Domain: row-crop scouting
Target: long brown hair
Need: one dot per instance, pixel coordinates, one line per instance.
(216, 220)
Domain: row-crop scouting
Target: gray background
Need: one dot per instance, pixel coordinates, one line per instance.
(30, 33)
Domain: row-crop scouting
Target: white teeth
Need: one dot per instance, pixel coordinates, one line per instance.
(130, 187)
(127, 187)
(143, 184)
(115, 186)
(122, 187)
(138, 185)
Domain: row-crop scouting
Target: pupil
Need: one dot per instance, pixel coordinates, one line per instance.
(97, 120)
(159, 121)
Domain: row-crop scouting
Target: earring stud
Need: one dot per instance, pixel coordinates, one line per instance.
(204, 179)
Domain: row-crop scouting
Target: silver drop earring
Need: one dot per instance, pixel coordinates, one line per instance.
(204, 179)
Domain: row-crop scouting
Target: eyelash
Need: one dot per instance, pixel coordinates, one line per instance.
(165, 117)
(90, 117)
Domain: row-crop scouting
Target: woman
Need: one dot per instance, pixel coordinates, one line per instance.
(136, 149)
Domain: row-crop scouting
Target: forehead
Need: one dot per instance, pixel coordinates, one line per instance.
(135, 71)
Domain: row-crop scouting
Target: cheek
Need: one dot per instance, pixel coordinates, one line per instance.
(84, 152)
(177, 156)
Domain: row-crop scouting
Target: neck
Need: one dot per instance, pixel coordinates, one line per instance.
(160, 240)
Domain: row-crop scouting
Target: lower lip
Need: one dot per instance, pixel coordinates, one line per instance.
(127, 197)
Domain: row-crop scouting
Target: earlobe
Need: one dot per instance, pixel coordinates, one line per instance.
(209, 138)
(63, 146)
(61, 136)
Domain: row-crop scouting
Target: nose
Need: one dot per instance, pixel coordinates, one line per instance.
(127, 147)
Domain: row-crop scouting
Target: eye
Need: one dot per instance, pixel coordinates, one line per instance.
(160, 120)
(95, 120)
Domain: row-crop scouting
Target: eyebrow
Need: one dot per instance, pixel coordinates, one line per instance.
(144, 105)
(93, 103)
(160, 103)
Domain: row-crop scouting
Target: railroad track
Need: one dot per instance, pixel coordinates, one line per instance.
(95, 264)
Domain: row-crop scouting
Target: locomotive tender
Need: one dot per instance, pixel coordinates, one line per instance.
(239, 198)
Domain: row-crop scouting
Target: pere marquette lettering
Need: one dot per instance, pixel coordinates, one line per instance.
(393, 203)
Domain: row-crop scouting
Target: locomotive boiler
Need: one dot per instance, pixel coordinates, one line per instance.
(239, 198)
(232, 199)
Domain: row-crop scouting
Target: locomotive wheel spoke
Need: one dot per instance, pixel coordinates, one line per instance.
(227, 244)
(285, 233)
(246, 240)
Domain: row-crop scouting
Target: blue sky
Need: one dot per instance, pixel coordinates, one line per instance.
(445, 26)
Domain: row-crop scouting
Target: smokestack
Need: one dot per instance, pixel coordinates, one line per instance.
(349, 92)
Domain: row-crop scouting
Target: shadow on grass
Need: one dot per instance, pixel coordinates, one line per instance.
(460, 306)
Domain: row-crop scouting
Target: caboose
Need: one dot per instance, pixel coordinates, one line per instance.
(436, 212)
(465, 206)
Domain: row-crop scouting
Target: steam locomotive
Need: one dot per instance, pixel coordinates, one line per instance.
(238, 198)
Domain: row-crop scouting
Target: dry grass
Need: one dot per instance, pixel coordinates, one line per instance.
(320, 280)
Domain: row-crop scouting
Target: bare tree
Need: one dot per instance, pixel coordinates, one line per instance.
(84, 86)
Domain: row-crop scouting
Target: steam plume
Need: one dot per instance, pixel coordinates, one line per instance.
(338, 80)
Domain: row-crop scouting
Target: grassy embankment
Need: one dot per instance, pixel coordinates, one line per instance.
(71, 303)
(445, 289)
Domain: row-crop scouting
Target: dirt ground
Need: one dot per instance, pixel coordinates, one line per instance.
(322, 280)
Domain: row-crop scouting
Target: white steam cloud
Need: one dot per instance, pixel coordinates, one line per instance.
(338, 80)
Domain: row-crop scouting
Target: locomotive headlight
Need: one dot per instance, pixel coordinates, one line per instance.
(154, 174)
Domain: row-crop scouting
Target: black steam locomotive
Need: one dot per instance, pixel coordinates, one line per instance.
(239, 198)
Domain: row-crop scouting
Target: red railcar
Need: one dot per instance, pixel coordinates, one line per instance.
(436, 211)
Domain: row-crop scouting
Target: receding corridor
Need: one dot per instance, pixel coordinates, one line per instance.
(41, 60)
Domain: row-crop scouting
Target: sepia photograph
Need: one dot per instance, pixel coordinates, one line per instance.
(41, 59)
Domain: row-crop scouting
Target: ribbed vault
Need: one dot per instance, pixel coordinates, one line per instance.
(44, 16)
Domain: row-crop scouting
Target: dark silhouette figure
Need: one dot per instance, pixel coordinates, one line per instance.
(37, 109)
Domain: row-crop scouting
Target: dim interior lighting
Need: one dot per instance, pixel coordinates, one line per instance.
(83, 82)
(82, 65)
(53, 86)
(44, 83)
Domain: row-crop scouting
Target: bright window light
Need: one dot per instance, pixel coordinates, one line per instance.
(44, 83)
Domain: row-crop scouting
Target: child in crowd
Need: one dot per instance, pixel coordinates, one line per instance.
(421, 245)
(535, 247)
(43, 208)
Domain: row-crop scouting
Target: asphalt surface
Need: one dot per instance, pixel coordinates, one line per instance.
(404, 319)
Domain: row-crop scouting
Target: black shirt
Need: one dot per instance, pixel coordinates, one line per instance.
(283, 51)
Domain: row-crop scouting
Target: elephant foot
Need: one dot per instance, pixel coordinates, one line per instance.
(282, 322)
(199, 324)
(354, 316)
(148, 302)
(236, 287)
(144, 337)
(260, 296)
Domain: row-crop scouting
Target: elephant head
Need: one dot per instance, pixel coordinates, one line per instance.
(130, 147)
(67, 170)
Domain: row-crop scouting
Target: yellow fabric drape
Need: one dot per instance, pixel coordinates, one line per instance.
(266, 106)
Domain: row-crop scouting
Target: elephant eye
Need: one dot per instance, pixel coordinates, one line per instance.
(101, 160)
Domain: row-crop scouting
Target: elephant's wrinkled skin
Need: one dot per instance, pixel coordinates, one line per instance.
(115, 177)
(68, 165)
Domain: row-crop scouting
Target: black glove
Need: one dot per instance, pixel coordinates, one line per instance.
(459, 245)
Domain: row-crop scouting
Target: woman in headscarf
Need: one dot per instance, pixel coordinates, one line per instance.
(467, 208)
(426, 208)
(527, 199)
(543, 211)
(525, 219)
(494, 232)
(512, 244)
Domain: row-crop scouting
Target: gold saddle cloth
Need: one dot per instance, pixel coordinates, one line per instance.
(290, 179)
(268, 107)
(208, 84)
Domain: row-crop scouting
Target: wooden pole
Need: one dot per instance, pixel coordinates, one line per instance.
_ _ _ _
● **WORK TO COMPLETE**
Type out all of the material again, word for word.

● **TASK ANSWER**
Domain: row-crop scouting
Target: long brown hair
Need: one dot per instance, pixel coordinates, one line per instance.
(216, 220)
Domain: row-crop scouting
Target: gray background
Need: one dot per instance, pixel coordinates, one line per instance.
(30, 33)
Domain: row-crop scouting
Target: white teeth
Need: one dot per instance, pixel coordinates, one line per instance.
(130, 187)
(127, 187)
(143, 184)
(115, 186)
(122, 187)
(138, 185)
Domain: row-crop scouting
Target: pupil
Need: one dot per instance, pixel coordinates, one line per instance.
(97, 120)
(159, 121)
Domain: row-crop scouting
Target: earring stud
Need: one dot per instance, pixel coordinates, one line per instance.
(204, 179)
Domain: row-crop scouting
Target: silver drop earring
Need: one dot per instance, pixel coordinates, one line per instance.
(204, 179)
Domain: row-crop scouting
Target: eyelash
Need: one dot per instance, pixel coordinates, one line per instance.
(165, 117)
(90, 117)
Domain: row-crop scouting
Target: woman
Need: one dot per instance, pixel coordinates, one line per instance.
(136, 149)
Domain: row-crop scouting
Target: forehead
Need: one dot per instance, pixel coordinates, one line per instance.
(135, 71)
Domain: row-crop scouting
Target: cheek
Need: one dot per instance, pixel coordinates, one line per instance.
(84, 152)
(177, 156)
Domain: row-crop scouting
Target: neck
Need: one dot per instance, pixel coordinates, one line per instance.
(160, 240)
Domain: row-crop scouting
Target: lower lip
Need: one dot per instance, pixel coordinates, one line per instance.
(127, 197)
Domain: row-crop scouting
Target: earlobe
Need: one dot per instance, pixel coordinates, one line per instance.
(209, 138)
(63, 146)
(61, 136)
Domain: row-crop scouting
Target: nose
Need: one dot per instance, pixel coordinates, one line per instance.
(127, 147)
Domain: row-crop scouting
Target: eye
Need: one dot per instance, pixel coordinates, one line per instance.
(160, 120)
(95, 120)
Domain: row-crop scouting
Target: eyebrow
Need: one dot per instance, pixel coordinates, one line per instance.
(144, 105)
(93, 103)
(160, 103)
Domain: row-crop scouting
Target: railroad track
Need: one dot per instance, pixel coordinates, one line per instance.
(95, 264)
Domain: row-crop scouting
Target: locomotive tender
Need: one dot per instance, pixel coordinates, one line per instance.
(239, 198)
Domain: row-crop scouting
Target: pere marquette lettering
Need: one dot per instance, pixel coordinates, one line per instance.
(393, 203)
Domain: row-crop scouting
Target: locomotive boiler
Need: one dot per instance, pixel coordinates, one line per instance.
(239, 198)
(232, 199)
Domain: row-crop scouting
Target: locomotive wheel spoke
Need: one dot per instance, pixel coordinates, one line per instance.
(227, 244)
(285, 233)
(246, 240)
Domain: row-crop scouting
Target: blue sky
Need: one dot per instance, pixel coordinates, one line per instance.
(445, 26)
Domain: row-crop scouting
Target: smokestack
Need: one dot per instance, pixel coordinates, one line per instance.
(349, 92)
Domain: row-crop scouting
Target: shadow on grass
Need: one dot per instance, pixel coordinates, one line per instance.
(460, 306)
Domain: row-crop scouting
Target: caboose
Need: one dot per instance, pixel coordinates, one line per instance.
(436, 212)
(465, 206)
Domain: row-crop scouting
Target: steam locomotive
Need: one dot per instance, pixel coordinates, one line per instance.
(238, 198)
Domain: row-crop scouting
Target: dry grass
Need: one dot per instance, pixel coordinates, one line per instance.
(320, 280)
Domain: row-crop scouting
Target: bare tree
Need: one dot per instance, pixel coordinates, one line per instance.
(84, 86)
Domain: row-crop scouting
Target: steam plume
Need: one dot per instance, pixel coordinates, one line per instance.
(338, 80)
Domain: row-crop scouting
Target: grassy embankment
Need: one dot per instance, pixel coordinates, one line per instance.
(71, 303)
(445, 289)
Domain: row-crop scouting
Target: dirt ground
Need: one dot per instance, pixel coordinates, one line per instance.
(322, 280)
Domain: row-crop scouting
Target: white steam cloud
Need: one dot per instance, pixel coordinates, one line per instance.
(338, 80)
Domain: row-crop scouting
Target: locomotive headlight
Need: one dot per instance, pixel coordinates, one line per instance.
(154, 174)
Domain: row-crop scouting
Target: black steam locomotive
Need: one dot per instance, pixel coordinates, one line per instance.
(239, 198)
Domain: row-crop scouting
Target: red railcar
Need: one dot per instance, pixel coordinates, one line per instance.
(436, 211)
Domain: row-crop scouting
Target: receding corridor
Need: one dot per instance, pixel coordinates, one line per instance.
(41, 60)
Domain: row-crop scouting
Target: sepia photograph
Need: one dot per instance, pixel coordinates, one line per instance.
(41, 59)
Domain: row-crop scouting
Target: ribbed vault
Need: one dot per instance, pixel coordinates, one line per instance.
(44, 16)
Domain: row-crop scouting
Target: dark silhouette figure
Need: one dot per instance, pixel coordinates, one line per instance.
(37, 109)
Domain: row-crop scouting
Target: dim interior lighting
Need: one dot per instance, pixel coordinates, one line per instance.
(83, 82)
(82, 65)
(53, 86)
(44, 83)
Domain: row-crop scouting
Target: bright window light
Need: one dot per instance, pixel coordinates, one line per instance.
(44, 83)
Domain: row-crop scouting
Target: child in crowd
Need: one dot per instance, pixel coordinates, one line per instance.
(421, 245)
(535, 247)
(43, 208)
Domain: row-crop scouting
Target: asphalt surface
Need: one dot per instance, pixel coordinates, one line per instance.
(404, 319)
Domain: row-crop scouting
Target: black shirt
Need: one dot per instance, pixel coordinates, one line per instance.
(283, 51)
Domain: row-crop scouting
Target: elephant foot
Need: one dot per instance, pixel coordinates, one line per instance.
(282, 322)
(199, 324)
(354, 316)
(148, 302)
(236, 287)
(144, 337)
(260, 296)
Domain: row-crop scouting
Target: elephant head
Need: one dot per instance, pixel coordinates, one line per instance.
(130, 147)
(67, 170)
Domain: row-crop scouting
Target: yellow fabric drape
Need: one dot per instance, pixel coordinates, one line per instance.
(266, 106)
Domain: row-crop scouting
Target: elephant eye
Need: one dot per instance, pixel coordinates, one line per instance.
(101, 160)
Domain: row-crop scouting
Target: elephant's wrinkled skin
Need: one dot per instance, pixel coordinates, one line per instance.
(115, 177)
(68, 165)
Domain: row-crop scouting
Target: black glove
Need: one dot per instance, pixel coordinates, one line per instance.
(459, 245)
Domain: row-crop scouting
Target: woman in headscarf
Need: one dot per instance, pixel coordinates, one line per instance.
(467, 208)
(426, 208)
(527, 199)
(543, 211)
(525, 219)
(494, 232)
(512, 244)
Domain: row-crop scouting
Target: gold saddle cloth
Need: one dot per instance, pixel coordinates, one line per instance.
(290, 179)
(268, 107)
(208, 84)
Domain: row-crop scouting
Target: wooden pole
Need: one dot per instance, pixel coordinates, one line per instance.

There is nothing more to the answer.